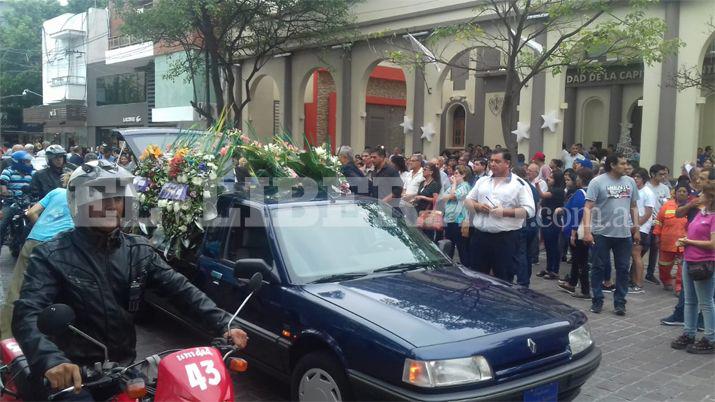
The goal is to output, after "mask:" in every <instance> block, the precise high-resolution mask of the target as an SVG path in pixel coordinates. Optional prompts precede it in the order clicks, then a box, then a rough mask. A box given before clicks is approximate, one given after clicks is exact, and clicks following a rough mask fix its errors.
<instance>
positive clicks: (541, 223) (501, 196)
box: [338, 144, 715, 353]
mask: <svg viewBox="0 0 715 402" xmlns="http://www.w3.org/2000/svg"><path fill="white" fill-rule="evenodd" d="M338 156H339V158H340V161H341V163H342V165H343V169H342V170H343V174H344V176H346V177H347V178H348V181H349V184H350V188H351V190H352V192H353V193H357V194H360V195H366V196H371V197H373V198H377V199H381V200H383V201H385V202H387V203H388V204H390V205H391V206H392V207H393V208H395V209H397V210H400V211H401V213H402V214H403V215H404V216H405V217H406V219H408V220H410V219H411V220H412V221H413V222H414V223H415V224H416V225H417V226H418V227H419V228H420V229H421V230H423V232H424V233H425V235H427V236H428V237H430V238H431V239H433V240H434V241H439V240H441V239H448V240H450V241H451V242H452V243H453V244H454V245H455V248H456V250H457V255H458V258H459V261H460V262H461V264H463V265H464V266H466V267H468V268H470V269H473V270H475V271H479V272H482V273H486V274H490V275H493V276H495V277H498V278H500V279H503V280H505V281H508V282H512V283H516V284H519V285H521V286H526V287H528V286H529V285H530V282H531V280H532V277H533V276H536V277H538V278H542V279H544V280H554V281H555V286H558V287H559V288H560V289H562V290H564V291H566V292H568V293H570V294H571V295H572V296H574V297H576V298H581V299H587V300H590V301H591V307H590V311H591V312H593V313H597V314H598V313H601V312H602V311H603V308H604V299H605V297H604V293H612V294H613V312H614V313H615V314H616V315H619V316H624V315H626V303H627V297H628V295H629V294H639V293H644V292H645V290H644V281H648V282H650V283H652V284H655V285H658V286H661V287H662V289H663V291H664V294H668V293H670V294H673V295H674V296H677V297H678V303H677V305H676V307H675V309H674V312H673V314H672V315H671V316H669V317H666V318H664V319H662V320H661V323H662V324H664V325H682V326H684V331H683V335H682V336H680V337H678V339H676V340H674V341H673V343H672V345H671V346H672V347H673V348H676V349H687V351H688V352H691V353H715V301H714V299H715V277H713V269H714V268H715V204H714V203H715V169H713V162H712V161H713V155H712V148H711V147H706V148H704V149H698V154H697V156H698V158H697V161H694V162H691V163H685V164H684V165H683V166H682V171H681V172H680V175H679V176H677V177H675V178H672V177H671V172H670V170H669V169H668V167H667V166H664V165H660V164H654V165H652V166H650V167H649V169H647V170H646V169H645V168H642V167H640V166H638V161H637V160H634V159H633V158H631V159H627V158H626V157H624V156H623V155H622V154H620V153H618V152H616V150H615V149H612V148H609V149H605V150H601V149H598V148H597V147H591V148H590V149H589V150H588V151H586V150H585V149H584V148H583V146H582V145H581V144H574V145H572V146H570V147H564V149H563V150H562V152H561V154H560V155H557V157H556V158H552V159H550V160H549V161H548V162H547V158H546V155H545V154H544V153H543V152H536V153H534V155H533V157H532V158H531V159H530V161H528V162H527V161H526V157H525V156H524V155H522V154H519V155H517V157H516V158H515V159H514V160H513V159H512V156H511V154H510V153H509V152H508V150H507V149H505V148H502V147H500V146H496V147H495V148H494V149H490V148H488V147H482V146H468V147H467V148H466V150H463V151H458V152H449V151H446V152H445V153H443V154H442V155H441V156H439V157H436V158H432V159H429V160H428V159H426V158H425V157H424V155H422V154H420V153H415V154H412V155H410V156H405V155H403V154H402V151H401V150H400V149H399V148H395V149H394V150H393V151H392V153H390V154H388V152H387V151H386V150H385V149H384V147H376V148H371V147H368V148H366V149H365V150H364V151H363V152H362V153H360V154H357V153H355V152H354V151H353V150H352V149H351V148H350V147H348V146H343V147H341V148H340V149H339V150H338ZM430 210H438V211H441V215H442V216H443V223H444V225H443V230H435V227H434V226H429V227H428V226H425V225H423V222H424V221H420V220H419V219H416V218H417V217H419V216H421V213H422V212H423V211H430ZM542 245H543V250H545V255H546V261H545V264H544V265H543V270H540V271H539V272H538V273H536V274H535V275H533V274H532V267H533V265H534V264H536V263H538V261H539V255H540V250H541V249H542ZM563 263H570V269H569V270H568V272H563V271H562V264H563ZM656 268H657V270H656ZM666 292H667V293H666ZM697 330H703V331H704V336H703V337H701V339H700V340H698V341H696V340H695V335H696V332H697Z"/></svg>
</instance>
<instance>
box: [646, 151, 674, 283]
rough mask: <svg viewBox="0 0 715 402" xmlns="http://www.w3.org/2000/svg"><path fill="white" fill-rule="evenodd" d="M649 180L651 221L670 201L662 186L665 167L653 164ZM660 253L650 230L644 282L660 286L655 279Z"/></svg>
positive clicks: (653, 237) (648, 180)
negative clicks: (651, 209) (668, 202)
mask: <svg viewBox="0 0 715 402" xmlns="http://www.w3.org/2000/svg"><path fill="white" fill-rule="evenodd" d="M648 173H649V174H650V180H648V183H646V187H648V188H649V189H650V190H651V191H652V192H653V194H655V206H654V207H653V220H654V221H655V220H656V219H657V217H658V212H660V208H661V207H662V206H663V204H665V203H666V202H667V201H668V200H669V199H670V189H669V188H668V186H666V185H665V184H663V182H664V181H666V180H667V179H668V171H667V169H666V167H665V166H663V165H660V164H657V163H656V164H655V165H653V166H651V167H650V169H649V172H648ZM659 251H660V242H659V238H658V237H657V236H653V230H652V229H651V236H650V250H649V251H648V267H647V268H646V275H645V280H646V281H648V282H650V283H654V284H656V285H660V281H659V280H658V279H657V278H656V277H655V266H656V264H657V263H658V252H659Z"/></svg>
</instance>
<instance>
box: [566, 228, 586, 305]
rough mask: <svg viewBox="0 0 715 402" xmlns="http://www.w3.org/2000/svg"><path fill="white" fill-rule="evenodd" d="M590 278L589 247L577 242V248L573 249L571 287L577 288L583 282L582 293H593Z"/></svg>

....

**Problem details:** Scan the material line by line and report each one that contains "rough".

**Written answer:**
The goal is to output, after "mask:" in every <instance> block, the precise high-resolution mask of the target as an SVG path in pixel coordinates. Optional prompts precede it in the order clicks, then a box, then a rough mask. A box given before clicks is approximate, one given after clicks is exact, and clicks following a rough mask fix its errors.
rough mask: <svg viewBox="0 0 715 402" xmlns="http://www.w3.org/2000/svg"><path fill="white" fill-rule="evenodd" d="M649 180L651 221L670 201L662 186L665 167L653 164ZM660 253L650 230L644 282L660 286L655 279Z"/></svg>
rough mask: <svg viewBox="0 0 715 402" xmlns="http://www.w3.org/2000/svg"><path fill="white" fill-rule="evenodd" d="M590 278L589 247L577 242V248L573 249L571 287L577 288L583 282L582 293H593Z"/></svg>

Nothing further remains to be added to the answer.